*Exercise A*:
Print the passage of the fish compatibility thread below, starting with "I'm curious about" and going on through "(Jan 4, 2012)".
*Exercise B*:
Proceed with the fish compatibility thread below by writing on from its last sentence.

# Fish-only compatibility?



## datfish (Sep 7, 2012)

I'm considering a large fish-only tank. I'm not familiar enough with the species to know who would handle the more aggressive fish. 

I'm curious about the potential issues that would arise in a tank where there is plenty of places to hide and breaks in line of sight with these fish (I don't want them all together, I'm just seeing my potential options):

Marine Betta, Jackknife Fish, Moorish Idol, Anglers, Snowflake Eel, Volitan Lionfish, Achilles Tang, Sailfin Tang, Picasso Trigger, and Niger Trigger.

Thanks!


----------



## Severum (Jan 4, 2012)

This your first saltwater tank? From what I've heard Moorish Idols are almost impossible to keep alive.

*Provided material*:
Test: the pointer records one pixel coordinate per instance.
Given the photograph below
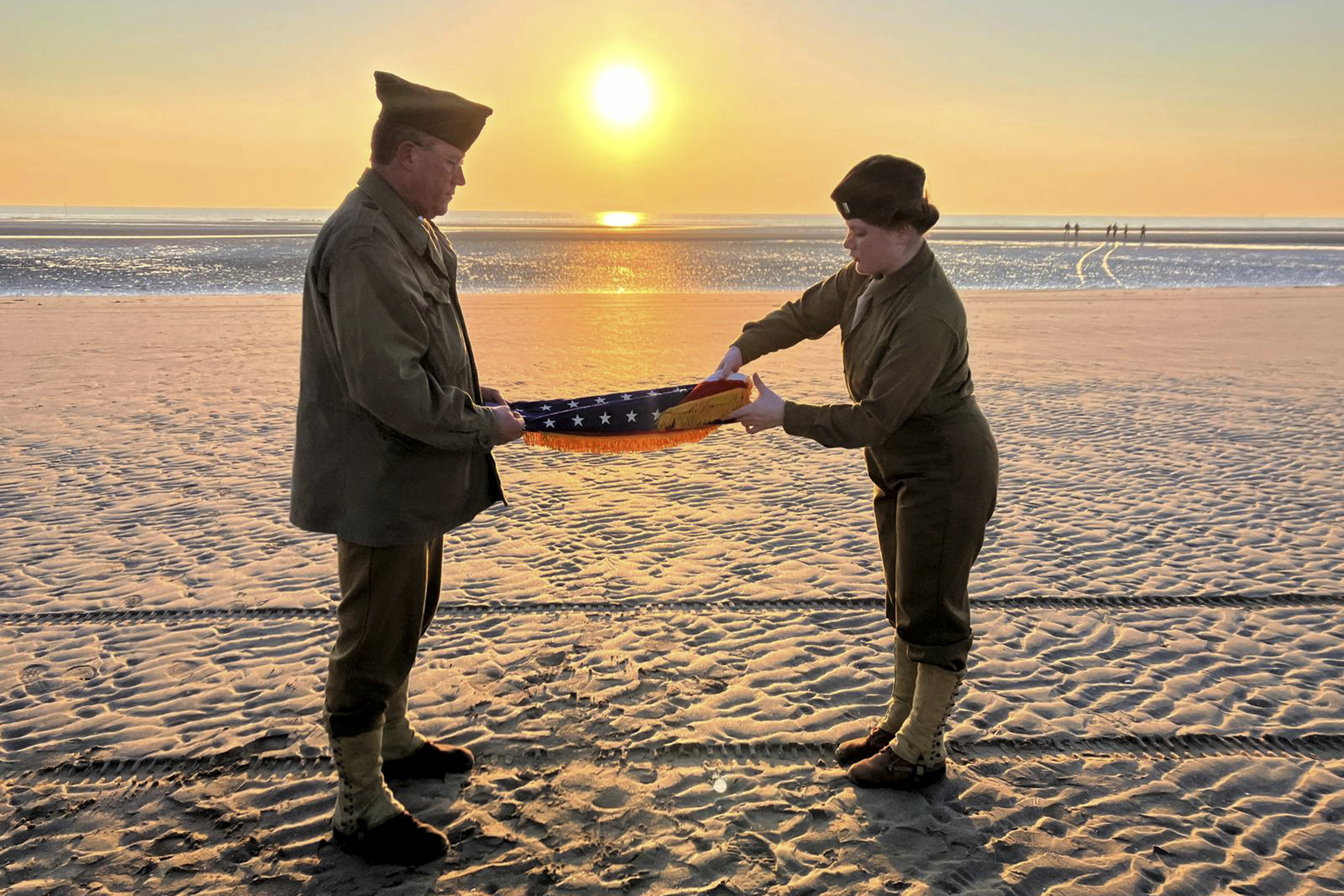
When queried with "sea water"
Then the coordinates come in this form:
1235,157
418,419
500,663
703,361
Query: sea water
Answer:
119,252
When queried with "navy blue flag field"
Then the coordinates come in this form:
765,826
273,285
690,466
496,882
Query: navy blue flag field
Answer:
633,421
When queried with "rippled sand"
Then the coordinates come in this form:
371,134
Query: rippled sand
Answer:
652,653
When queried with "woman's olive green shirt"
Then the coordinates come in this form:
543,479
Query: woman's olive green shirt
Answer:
906,358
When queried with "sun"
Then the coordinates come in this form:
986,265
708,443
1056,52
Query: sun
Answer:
623,96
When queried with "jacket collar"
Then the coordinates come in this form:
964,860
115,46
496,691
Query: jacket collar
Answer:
893,284
392,205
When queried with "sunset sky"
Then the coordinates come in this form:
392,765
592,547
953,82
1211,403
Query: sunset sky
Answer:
1037,107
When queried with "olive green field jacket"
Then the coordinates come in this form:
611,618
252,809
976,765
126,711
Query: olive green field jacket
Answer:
393,445
906,358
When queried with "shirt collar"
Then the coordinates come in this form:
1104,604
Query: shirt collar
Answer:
893,284
392,205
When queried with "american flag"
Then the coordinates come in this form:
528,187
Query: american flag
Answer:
611,414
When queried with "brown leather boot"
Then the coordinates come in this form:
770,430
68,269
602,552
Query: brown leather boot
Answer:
401,840
408,756
429,761
889,770
367,820
853,751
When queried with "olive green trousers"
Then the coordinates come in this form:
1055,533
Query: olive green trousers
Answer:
937,484
389,597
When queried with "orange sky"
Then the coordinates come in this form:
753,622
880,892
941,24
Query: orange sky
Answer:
1230,108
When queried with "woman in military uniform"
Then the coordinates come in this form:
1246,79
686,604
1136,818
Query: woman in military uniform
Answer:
928,448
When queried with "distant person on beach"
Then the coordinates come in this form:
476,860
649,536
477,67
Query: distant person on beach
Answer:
393,449
928,448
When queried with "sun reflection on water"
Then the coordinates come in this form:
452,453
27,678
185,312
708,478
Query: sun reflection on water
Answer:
620,218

*Written answer A*:
I'm curious about the potential issues that would arise in a tank where there is plenty of places to hide and breaks in line of sight with these fish (I don't want them all together, I'm just seeing my potential options):

Marine Betta, Jackknife Fish, Moorish Idol, Anglers, Snowflake Eel, Volitan Lionfish, Achilles Tang, Sailfin Tang, Picasso Trigger, and Niger Trigger.

Thanks!


----------



## Severum (Jan 4, 2012)

*Written answer B*:
I saw your thread a little while back but figured I'd leave it for someone with more experience but since that hasn't happened I can at least pass on what I know! Sadly I don't think there are too many people on here that do saltwater. I've only had my saltwater tank for about a year now and it's only a 26 gallon so I don't have any first hand experience with the larger species. I've done some research out of curiosity though. Don't know anything about the first two, but I think anglers are best off being kept alone. Snowflake eels are primarily crustacean eaters unlike other species so they are usually pretty safe to keep with other fish. Some people even keep them with inverts and they're often okay as long as they're fed but ymmv. I think lionfish are okay depending on size - they will eat anything smaller than them (those mouths are biiiiig) - but I wouldn't take my word for it, I've only really looked at the dwarf species. Keeping more than one tang seems like a "sometimes it works, sometimes it doesn't" sort of thing. Introduce them together and you have better chances, but it depends largely on your tank dimensions and sailfins get huge. (There is so much debate on tank sizes for tangs but I'm not going to get into that.) Can't say I know anything about triggers though, sorry.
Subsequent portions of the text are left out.